But the end of the trial was not in sight. Judge Advocate Jones heatedly pressed his charges; and, in turn, Judge Bigelow and Colonel Bowers defended their client with vigor. Once again members of the jury, tired and fretful, joined in the bickering, much to Lee's annoyance.
Brownsville was like many another border town, with its progressive, better-class people and its flotsam and jetsam of both Mexico and the United States, including shiftless peones thronging the streets on Saturdays and Sundays. Lee wondered why army officers would bring their wives and families to such an out-of-the-way place. “The more I see of Texas army life,” he wrote his wife on November 19, “the less probability do I see of you ever being able to join me here. Our family is too large and unwieldy to commence campaigning.” Perhaps his own cramped quarters suggested this thought. He made his pallet in one corner of the room, Howard in another, and Thomas in another. He sympathized with Lieutenant Howard's young wife, who was now having a foretaste of army life while living with her sister's family in Brownsville. Lee called on her and assured her that tins experience was not typical of what she could expect. Soon young Howard would be transferred to Fort Leavenworth, where she would have better accommodations and a chance to meet other persons of her own age and sex. She presently bade Lee good-by, hopeful of the future.
Once more frustration pressed in on Lee's sensitive soul as the court-martial dragged out its weary length. One day was much like another—the assembling of the court, the testimony of witnesses, pointless bickering, adjournment, and long hours of waiting for the next day.
To relieve the tedium, Lee sought the society of friends, but they helped him through only a part of the day. Then on Sunday he attended church twice, but the minister was colorless and almost read his sermons, and he was not even a good reader.
Lee found interest in long walks or rides away from the post, studying the plant life of the country; or he engaged in the pleasurable task of writing to members of his family. What were they doing? Was Mary's health improved? Were she and the children comfortably supported? Did his children have the proper educational advantages? These questions gave him most anxious concern. And his several letters reveal that he not only thought of his family but prayed for them daily, for Lee was a devout man.
Then his love for his state and his nation profoundly moved him, as is seen in a letter to Mary on December 13. He expressed a hope that President-elect James Buchanan of Pennsylvania would be able to “extinguish fanaticism, north and south, and cultivate love for the country and the Union, and restore harmony between the different sections.” He found much interest, too, in the Alexandria Gazette. It gave him not only the local news but also the trend of Virginia politics and the thinking of prominent men on the state's economic, political, and social problems. If absence does make the heart grow fonder, Lee's love for his state deepened during these long hours of introspection, while living on the Texas border. The ominous slavery controversy, waxing increasingly dangerous to the peace of the nation, filled him with foreboding. If secession should come, what would Virginia do? Being adjacent to the federal capital would place her near the vortex of sectional discord. Fortunately, however, there were local distractions which kept Lee from worrying too much about these things.

__DATA RECORDS__:

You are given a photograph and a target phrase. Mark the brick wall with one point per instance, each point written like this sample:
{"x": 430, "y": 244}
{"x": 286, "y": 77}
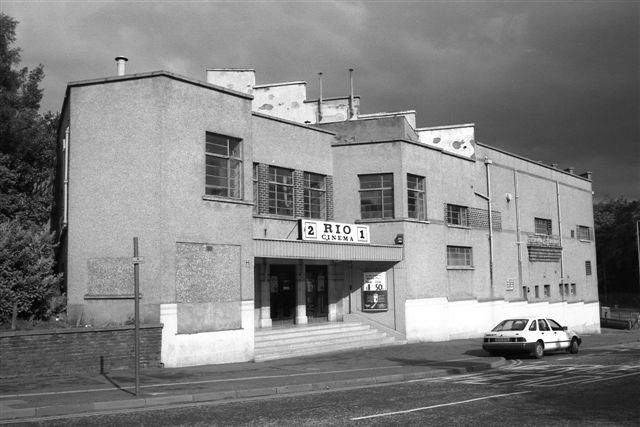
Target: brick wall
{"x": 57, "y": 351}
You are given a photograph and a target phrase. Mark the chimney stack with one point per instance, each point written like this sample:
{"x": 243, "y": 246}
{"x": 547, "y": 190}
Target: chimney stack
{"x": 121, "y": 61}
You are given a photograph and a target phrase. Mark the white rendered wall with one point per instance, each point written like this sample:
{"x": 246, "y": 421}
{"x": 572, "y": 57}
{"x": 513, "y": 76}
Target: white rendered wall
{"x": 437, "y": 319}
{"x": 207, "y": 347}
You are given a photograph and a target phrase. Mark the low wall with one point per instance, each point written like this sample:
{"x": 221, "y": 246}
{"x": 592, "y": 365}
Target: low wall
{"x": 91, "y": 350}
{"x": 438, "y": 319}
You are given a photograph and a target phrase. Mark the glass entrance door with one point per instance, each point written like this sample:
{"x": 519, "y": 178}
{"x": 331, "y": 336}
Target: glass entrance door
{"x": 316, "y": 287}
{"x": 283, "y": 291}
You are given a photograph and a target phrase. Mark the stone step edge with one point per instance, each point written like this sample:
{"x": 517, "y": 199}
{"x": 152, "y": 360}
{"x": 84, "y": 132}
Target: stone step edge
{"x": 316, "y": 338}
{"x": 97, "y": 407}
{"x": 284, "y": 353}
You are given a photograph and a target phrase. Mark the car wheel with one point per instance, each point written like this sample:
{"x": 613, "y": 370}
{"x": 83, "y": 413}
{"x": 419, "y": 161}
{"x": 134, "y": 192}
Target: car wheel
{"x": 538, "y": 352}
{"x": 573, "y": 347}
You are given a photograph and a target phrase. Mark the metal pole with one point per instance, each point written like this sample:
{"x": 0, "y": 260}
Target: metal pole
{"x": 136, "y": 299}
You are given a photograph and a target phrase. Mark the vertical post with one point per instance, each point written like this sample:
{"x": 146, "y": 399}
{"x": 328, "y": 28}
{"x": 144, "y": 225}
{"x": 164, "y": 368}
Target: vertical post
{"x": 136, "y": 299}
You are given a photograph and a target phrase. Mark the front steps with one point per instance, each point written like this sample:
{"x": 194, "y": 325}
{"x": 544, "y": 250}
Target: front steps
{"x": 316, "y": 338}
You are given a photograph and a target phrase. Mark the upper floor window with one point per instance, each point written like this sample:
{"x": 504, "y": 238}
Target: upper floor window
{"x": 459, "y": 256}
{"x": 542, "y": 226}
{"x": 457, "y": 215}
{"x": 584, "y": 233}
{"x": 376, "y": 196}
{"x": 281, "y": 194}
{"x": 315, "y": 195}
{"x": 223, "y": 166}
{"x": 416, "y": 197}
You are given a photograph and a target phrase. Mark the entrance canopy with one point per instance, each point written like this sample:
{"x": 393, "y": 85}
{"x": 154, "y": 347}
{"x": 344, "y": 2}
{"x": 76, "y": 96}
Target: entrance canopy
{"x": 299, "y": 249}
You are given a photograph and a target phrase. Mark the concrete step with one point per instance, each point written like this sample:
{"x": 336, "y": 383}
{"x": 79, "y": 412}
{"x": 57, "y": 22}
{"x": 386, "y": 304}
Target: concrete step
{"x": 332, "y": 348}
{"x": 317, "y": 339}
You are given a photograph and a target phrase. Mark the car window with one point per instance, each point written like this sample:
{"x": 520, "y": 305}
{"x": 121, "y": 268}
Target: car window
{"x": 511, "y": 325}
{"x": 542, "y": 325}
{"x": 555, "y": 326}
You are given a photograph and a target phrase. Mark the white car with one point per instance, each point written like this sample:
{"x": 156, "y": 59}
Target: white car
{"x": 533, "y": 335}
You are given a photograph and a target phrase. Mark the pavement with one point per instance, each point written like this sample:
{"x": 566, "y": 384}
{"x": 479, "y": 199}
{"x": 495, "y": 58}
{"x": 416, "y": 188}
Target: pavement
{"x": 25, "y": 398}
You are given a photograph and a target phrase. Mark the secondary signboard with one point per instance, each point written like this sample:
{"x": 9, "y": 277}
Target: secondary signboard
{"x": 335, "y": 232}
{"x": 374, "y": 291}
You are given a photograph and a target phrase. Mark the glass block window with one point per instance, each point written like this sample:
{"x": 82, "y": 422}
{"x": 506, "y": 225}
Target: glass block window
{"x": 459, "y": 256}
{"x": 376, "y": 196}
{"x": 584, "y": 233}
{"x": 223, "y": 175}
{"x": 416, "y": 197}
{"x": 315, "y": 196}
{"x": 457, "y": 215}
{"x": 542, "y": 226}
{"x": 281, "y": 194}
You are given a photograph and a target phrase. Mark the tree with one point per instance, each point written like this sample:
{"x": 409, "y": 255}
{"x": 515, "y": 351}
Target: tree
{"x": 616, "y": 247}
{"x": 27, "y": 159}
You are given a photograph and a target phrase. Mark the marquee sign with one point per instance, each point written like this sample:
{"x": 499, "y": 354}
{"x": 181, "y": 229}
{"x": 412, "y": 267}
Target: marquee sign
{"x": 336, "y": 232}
---
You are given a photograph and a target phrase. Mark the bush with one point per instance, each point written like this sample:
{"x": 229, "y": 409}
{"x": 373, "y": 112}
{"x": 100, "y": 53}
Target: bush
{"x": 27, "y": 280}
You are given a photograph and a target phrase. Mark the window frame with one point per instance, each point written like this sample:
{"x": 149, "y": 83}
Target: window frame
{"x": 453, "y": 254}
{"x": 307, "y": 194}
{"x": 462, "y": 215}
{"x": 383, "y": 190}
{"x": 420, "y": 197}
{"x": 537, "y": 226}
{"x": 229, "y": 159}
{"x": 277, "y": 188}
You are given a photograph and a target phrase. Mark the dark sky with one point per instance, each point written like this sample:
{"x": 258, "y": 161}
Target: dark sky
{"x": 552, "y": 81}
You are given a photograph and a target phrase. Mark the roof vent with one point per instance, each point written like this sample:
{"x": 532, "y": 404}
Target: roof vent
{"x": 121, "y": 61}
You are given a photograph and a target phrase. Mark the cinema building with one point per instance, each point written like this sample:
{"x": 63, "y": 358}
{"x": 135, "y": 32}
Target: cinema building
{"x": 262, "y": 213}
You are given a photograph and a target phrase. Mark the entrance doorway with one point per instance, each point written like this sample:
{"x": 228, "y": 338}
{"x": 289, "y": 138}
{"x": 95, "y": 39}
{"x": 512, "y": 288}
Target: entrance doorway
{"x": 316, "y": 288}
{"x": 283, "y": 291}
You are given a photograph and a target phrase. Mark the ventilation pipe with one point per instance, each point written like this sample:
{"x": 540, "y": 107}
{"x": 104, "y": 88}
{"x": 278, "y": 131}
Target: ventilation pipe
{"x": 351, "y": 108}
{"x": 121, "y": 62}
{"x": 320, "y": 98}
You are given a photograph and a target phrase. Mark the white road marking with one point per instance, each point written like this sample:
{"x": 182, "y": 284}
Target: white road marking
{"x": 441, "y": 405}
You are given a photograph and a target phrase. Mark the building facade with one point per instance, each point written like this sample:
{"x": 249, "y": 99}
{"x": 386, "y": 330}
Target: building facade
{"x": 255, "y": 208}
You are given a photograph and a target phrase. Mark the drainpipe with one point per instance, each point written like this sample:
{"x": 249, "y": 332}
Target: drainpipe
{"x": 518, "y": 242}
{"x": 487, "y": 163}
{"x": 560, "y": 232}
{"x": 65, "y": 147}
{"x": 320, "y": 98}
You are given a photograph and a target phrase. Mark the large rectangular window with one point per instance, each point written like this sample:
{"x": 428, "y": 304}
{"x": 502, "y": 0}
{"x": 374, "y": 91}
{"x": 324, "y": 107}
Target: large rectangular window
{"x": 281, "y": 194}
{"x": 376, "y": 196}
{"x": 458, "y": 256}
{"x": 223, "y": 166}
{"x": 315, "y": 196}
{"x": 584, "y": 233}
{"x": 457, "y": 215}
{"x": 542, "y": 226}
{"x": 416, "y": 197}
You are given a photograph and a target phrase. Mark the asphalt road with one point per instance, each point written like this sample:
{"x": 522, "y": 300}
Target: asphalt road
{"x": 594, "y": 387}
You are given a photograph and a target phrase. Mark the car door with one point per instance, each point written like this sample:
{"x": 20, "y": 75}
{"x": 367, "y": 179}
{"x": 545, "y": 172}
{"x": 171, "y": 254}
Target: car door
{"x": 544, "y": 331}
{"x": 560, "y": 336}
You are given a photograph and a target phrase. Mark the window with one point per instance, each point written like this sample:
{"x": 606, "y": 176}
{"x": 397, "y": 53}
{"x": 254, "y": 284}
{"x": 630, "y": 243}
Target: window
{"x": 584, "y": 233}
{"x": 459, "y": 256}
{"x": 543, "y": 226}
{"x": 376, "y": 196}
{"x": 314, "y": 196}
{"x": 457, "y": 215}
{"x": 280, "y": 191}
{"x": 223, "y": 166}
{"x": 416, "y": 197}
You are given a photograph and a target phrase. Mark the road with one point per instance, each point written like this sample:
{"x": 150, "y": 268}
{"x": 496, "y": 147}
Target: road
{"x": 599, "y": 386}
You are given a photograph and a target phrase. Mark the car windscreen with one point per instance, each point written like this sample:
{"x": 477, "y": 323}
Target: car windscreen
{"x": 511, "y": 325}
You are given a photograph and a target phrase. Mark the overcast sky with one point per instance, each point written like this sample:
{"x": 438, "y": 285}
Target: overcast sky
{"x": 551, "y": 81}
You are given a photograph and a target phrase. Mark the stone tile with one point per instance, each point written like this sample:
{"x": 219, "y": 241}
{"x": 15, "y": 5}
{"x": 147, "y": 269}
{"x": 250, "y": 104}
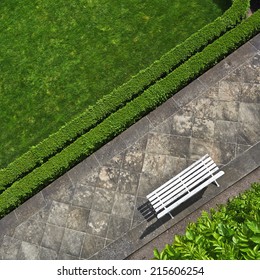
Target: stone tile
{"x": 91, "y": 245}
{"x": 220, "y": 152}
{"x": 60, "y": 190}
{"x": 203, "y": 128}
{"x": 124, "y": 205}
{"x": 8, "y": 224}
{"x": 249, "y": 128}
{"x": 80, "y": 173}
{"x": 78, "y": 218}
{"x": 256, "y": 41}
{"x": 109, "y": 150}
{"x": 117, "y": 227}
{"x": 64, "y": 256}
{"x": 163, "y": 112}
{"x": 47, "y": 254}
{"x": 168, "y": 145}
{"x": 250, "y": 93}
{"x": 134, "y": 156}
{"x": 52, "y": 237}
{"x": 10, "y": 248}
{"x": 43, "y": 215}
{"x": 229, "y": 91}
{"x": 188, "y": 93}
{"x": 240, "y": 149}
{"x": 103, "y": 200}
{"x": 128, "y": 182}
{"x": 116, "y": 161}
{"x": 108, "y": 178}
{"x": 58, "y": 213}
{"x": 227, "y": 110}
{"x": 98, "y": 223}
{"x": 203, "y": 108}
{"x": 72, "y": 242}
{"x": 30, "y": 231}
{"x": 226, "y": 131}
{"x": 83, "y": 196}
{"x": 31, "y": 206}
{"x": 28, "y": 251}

__WHAT YOU NEED TO DO__:
1) Quote the Lee excerpt word for word, starting at "Once more frustration" and ending after "the next day.".
2) In the Lee excerpt, on what date did Lee write to Mary expressing hope about President-elect James Buchanan?
The rows are drawn from a separate source.

__ANSWER SET__:
1)
Once more frustration pressed in on Lee's sensitive soul as the court-martial dragged out its weary length. One day was much like another—the assembling of the court, the testimony of witnesses, pointless bickering, adjournment, and long hours of waiting for the next day.

2) December 13